* Start PROVIDED RECORDS *

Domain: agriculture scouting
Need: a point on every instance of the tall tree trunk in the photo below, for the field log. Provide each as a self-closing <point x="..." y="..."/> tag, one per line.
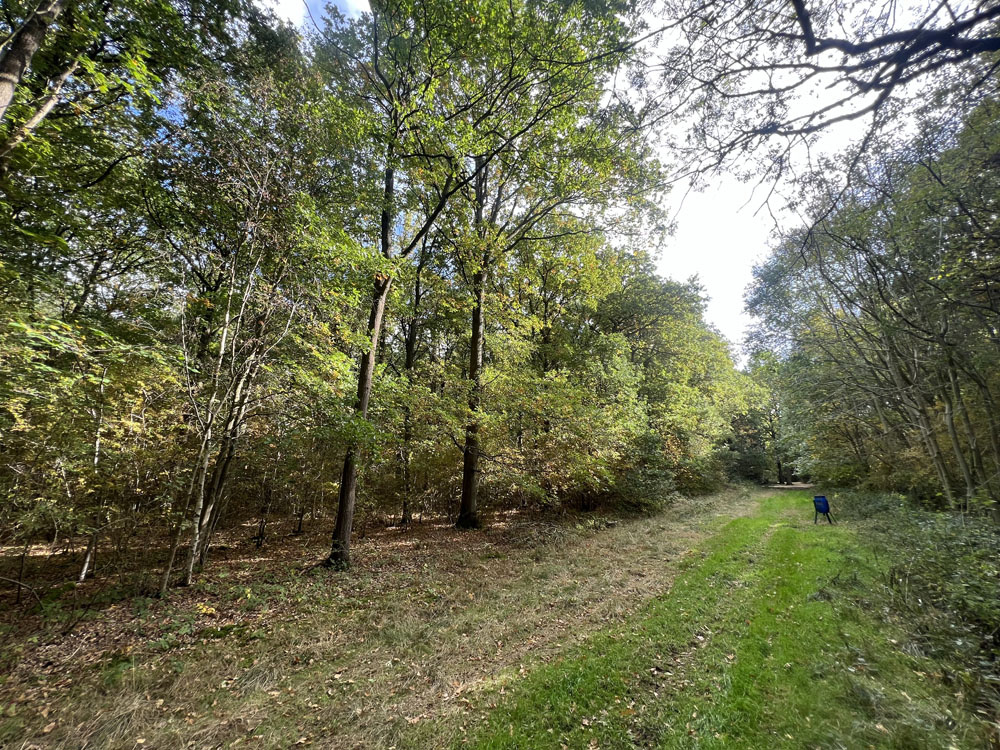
<point x="468" y="512"/>
<point x="340" y="549"/>
<point x="412" y="329"/>
<point x="956" y="446"/>
<point x="22" y="46"/>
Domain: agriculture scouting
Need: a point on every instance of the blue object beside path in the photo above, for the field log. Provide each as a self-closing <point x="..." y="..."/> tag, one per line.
<point x="822" y="505"/>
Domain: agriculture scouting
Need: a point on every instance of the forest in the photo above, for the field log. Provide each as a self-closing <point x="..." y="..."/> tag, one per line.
<point x="334" y="322"/>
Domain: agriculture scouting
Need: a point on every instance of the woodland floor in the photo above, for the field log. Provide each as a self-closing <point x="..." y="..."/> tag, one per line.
<point x="727" y="621"/>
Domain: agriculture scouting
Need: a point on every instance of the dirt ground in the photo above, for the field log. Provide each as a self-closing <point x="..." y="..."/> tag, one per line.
<point x="268" y="650"/>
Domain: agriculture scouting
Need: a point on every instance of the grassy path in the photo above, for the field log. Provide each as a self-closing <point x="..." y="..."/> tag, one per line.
<point x="725" y="622"/>
<point x="768" y="639"/>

* End PROVIDED RECORDS *

#### SET PROBLEM:
Count the lines in the data above that contain the word "path", and reply with the number alone.

#### SOLVED PROBLEM:
2